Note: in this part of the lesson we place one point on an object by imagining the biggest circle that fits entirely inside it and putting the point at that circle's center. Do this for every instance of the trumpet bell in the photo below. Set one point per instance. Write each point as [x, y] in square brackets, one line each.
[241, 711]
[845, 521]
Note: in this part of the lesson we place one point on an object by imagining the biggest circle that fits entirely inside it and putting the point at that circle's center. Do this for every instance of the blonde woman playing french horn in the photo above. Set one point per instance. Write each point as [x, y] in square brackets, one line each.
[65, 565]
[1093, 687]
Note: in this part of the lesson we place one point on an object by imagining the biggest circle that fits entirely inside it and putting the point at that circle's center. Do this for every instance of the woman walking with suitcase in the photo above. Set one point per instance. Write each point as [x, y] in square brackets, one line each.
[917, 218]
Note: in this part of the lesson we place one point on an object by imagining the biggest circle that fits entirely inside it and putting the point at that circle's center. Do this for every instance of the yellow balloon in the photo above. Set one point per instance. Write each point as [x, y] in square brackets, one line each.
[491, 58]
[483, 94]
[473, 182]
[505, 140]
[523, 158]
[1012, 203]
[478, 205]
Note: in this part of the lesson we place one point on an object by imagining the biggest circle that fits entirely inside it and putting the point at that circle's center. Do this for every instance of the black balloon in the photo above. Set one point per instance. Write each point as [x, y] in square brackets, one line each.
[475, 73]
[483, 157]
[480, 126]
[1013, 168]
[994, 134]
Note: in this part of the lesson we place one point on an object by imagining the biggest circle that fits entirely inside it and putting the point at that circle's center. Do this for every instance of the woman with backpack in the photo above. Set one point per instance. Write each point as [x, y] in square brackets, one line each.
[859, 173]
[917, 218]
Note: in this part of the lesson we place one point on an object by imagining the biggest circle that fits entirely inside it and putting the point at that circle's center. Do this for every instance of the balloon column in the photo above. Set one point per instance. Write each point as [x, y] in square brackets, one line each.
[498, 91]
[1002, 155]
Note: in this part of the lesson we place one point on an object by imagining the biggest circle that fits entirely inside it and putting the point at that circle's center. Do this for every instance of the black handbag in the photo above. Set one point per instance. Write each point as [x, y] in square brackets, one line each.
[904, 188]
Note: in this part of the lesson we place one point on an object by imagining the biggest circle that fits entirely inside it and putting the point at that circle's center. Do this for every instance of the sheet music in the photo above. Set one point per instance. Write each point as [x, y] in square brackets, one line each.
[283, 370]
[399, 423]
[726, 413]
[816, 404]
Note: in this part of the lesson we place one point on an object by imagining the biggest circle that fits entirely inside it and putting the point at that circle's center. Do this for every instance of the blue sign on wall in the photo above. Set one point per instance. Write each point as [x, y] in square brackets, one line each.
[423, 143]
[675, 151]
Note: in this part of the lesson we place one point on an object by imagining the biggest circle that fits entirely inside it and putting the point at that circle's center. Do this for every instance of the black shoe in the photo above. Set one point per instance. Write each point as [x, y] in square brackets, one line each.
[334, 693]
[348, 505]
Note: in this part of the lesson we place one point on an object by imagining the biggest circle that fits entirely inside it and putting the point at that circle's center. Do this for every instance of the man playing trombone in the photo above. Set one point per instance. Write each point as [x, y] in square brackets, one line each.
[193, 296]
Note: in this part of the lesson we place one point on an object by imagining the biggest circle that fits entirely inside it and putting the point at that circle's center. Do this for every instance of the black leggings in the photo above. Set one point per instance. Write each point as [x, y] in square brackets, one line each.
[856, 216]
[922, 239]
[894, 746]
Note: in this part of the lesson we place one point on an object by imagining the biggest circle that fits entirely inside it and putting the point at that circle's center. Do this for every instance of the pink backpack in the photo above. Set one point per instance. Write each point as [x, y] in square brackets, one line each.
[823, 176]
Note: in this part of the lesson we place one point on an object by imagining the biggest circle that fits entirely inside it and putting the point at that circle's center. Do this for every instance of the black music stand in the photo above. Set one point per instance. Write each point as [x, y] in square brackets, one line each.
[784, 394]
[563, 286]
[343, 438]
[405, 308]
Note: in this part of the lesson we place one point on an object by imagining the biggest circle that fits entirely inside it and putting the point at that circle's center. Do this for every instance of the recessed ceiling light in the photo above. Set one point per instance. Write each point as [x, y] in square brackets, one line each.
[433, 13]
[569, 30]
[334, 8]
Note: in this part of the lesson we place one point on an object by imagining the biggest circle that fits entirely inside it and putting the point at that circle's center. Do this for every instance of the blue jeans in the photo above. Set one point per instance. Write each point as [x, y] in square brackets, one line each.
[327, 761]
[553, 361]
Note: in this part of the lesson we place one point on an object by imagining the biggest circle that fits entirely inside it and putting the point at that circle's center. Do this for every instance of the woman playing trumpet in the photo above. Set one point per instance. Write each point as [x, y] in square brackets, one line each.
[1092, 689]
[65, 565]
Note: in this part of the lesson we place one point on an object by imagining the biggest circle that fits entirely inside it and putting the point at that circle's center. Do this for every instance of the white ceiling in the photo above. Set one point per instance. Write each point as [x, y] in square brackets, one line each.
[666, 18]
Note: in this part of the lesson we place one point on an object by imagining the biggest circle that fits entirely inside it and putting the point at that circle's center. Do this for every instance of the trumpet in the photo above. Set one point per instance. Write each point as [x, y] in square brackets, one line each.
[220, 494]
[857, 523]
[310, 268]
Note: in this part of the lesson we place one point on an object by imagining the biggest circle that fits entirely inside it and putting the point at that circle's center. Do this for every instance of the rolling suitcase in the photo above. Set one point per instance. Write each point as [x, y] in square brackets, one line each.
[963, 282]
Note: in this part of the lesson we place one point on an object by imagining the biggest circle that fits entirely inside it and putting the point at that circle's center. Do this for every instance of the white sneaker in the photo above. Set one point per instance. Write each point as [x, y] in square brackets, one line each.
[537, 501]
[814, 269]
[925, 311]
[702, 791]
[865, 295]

* WHAT IS BEING ASKED *
Every line of the material needs to be returned exactly.

* EXERCISE RESPONSE *
Note: in this part of the lesson we place one point on an object by imagining the biggest circle that fits entirely inside it and putting the point at that circle's center. Do this for every instance of the trumpet bell in the photo below. Set one point per instance. Write each point as [x, y] in square brackets, one line each.
[241, 711]
[845, 521]
Note: in this part of the lesson we place one point on an object by imagining the biggest circle that fits entirely inside it and putting the point at that circle's center. Do this for every instance of the blonde woman playing french horn in the photo above. Set one point per instance. Write each point as [x, y] in square brackets, one line each.
[65, 565]
[1093, 687]
Note: in this part of the lesson we place one point on an object by imagining the biggest circle that fits entirely inside it and putting the point at that circle's center. Do this for every instance of the woman walking with suitcase in the photo above. Set one point per instance. Write each point as [x, y] in square brackets, one line each.
[917, 218]
Note: in this part of the lesson we place one point on an object by imagining the biggest circle that fits entirely inside it and putting the point at that circle's center. Do this for every instance of the yellow balloon in the photo above. Set one point per instance. Write each point as [x, y] in square brackets, one line each.
[491, 58]
[483, 94]
[473, 182]
[505, 140]
[523, 158]
[1012, 203]
[478, 205]
Note: in this part of the lesson we place one point on an object by imagining the biggest circle that fits entirely inside it and putting the point at that circle's center. Do this for every instance of the black balloon in the photo above. Set one point per instance. Write each point as [x, y] in square brackets, one line each.
[475, 73]
[483, 157]
[480, 126]
[1013, 168]
[994, 134]
Note: in this part of the lesson we place one point on an object by imagining the biggest circle that fits entirely inside it and putting the point at that circle's center. Do this for every instance of the woman with backpack in the photo above. Set one point per instance. Write each point as [x, y] in square brackets, one line each.
[859, 173]
[917, 218]
Note: in this part of the lesson we place one point on an object by imagining the biggest circle that fits entirely inside it and putting the point at that circle's center. Do this for every instance of the balloon column in the photo above. Set one point per instance. Write each point as [x, y] in square brackets, one line each.
[498, 91]
[1002, 155]
Note: in this part of the lesson we place one point on an object by imagining the biggest circle that fits entirely inside it and putting the point at that circle's center. Do this for every instance of the black handbag in the photo above. Set one point per instance. Write each point as [x, y] in square brackets, one line each.
[904, 188]
Note: in this part of the lesson we place one point on an object by imagining the biggest circle that fits entirely inside it and putting the point at that circle's center. Do this for every instance of the sheet music in the photo above. Set one point per instance. Write each point as [x, y] in square brackets, one line each.
[283, 370]
[399, 423]
[726, 413]
[816, 404]
Note: in this part of the lesson we place one point on an object by imagining the biggest circle that fits entirely inside it and putting the point at that circle's center. Do this for every instance of the blue sign on wall in the photo above. Set one point per instance. Write each point as [x, y] in square brackets, one line each.
[423, 143]
[675, 151]
Note: in this part of the lesson we place one point on an object by imagining the biggest circle that fits entirely inside it and putting the point at that circle's center. Do this for every instance of the black shoe in the photo above. Set one point per instance. Write each point as [x, y] in square brackets, one line each.
[334, 693]
[348, 505]
Note: in this part of the lesson we place one point on an object by imagining the biggest circle that fits entirely inside it and putting the point at that circle's center. Do this for every instance of the man playing trombone in the photo above. Set one point per instance. Write each point as [x, y] in square brackets, one line each.
[193, 296]
Note: in this part of the lesson we place one point on an object by imagining the biggest circle that fits entirely inside it and putting the point at that circle's center. Do this for every instance of the black leggings in the photo above. Set one point per instance. Write each point as [x, y] in square brackets, one line each.
[856, 216]
[922, 239]
[894, 746]
Note: in this part of the lesson we place one point on an object by imagining the biggest circle that fits entirely inside it and putting the point at that circle's center. Do this for every instance of the pink backpack in the photo above. Set one point per instance. Write each point as [x, y] in square brackets, one line each.
[823, 176]
Note: in this part of the lesson we place one point on an object by imagining the biggest circle that fits entirely inside it and putting the point at that circle's center. Do this for every instance of the black music stand in the photo above. Set one point per instance. Write each point as [x, y] in square brackets, one line each.
[784, 394]
[563, 286]
[343, 438]
[405, 308]
Note: in this part of the lesson we place one point on an object by imagining the biggest circle that fits entirely inside it and putting the point at that circle's center. Do this for every instance of the recessed ceiling light in the photo above. Set one point per instance. Write each point as [x, y] in square brackets, one line each.
[433, 13]
[569, 30]
[334, 8]
Note: in this part of the lesson we place one point on an object by imagining the biggest circle that fits entirely inside it and putting the point at that circle's center. Do this for every instance of the blue jeans in the photo above. Set one point per instance. Write each point as [x, y] in square brackets, one line each.
[327, 761]
[553, 361]
Note: in this part of the lesson we place one point on an object by imagining the biggest circle that fits entirely inside it and putting the point at that circle's center. Do this for every instance of the woman playing trumpet in the photo above. Set one point per instance. Write each point as [x, y] in square brackets, one line each.
[1092, 689]
[65, 565]
Note: in this part of the lesson we place one point on an object by imagining the biggest circle that fits entirely inside it and putting the point at that circle's center. Do this for every instance of the white ceiling in the photo above. Set one point per instance. Write each point as [x, y] in square brackets, one line each.
[666, 18]
Note: in this part of the lesson we place one point on an object by imagining the biggest circle that fits entirely inside it and putting the point at that circle's center. Do this for every instance of the trumpet in the photo above. Set one point per instance. Write each point as [x, y] in square brackets, one line each.
[220, 494]
[857, 523]
[310, 268]
Note: in this part of the lesson we place one point on an object by imagining the biggest circle that fits entirely inside it and putting the point at that circle's center. Do this for every instance of the rolling suitcase in the photo above. Set one point per instance. Write each point as [x, y] in square brackets, one line each.
[963, 282]
Note: in this part of the lesson we place one point on an object by imagining the biggest circle that fits entirely inside it and putting the point at that circle's center. Do this for every instance of the white sneaker in the photo above. Set one point per instance. Write each point as [x, y] in square brackets, one line each.
[537, 501]
[814, 269]
[925, 311]
[702, 791]
[865, 295]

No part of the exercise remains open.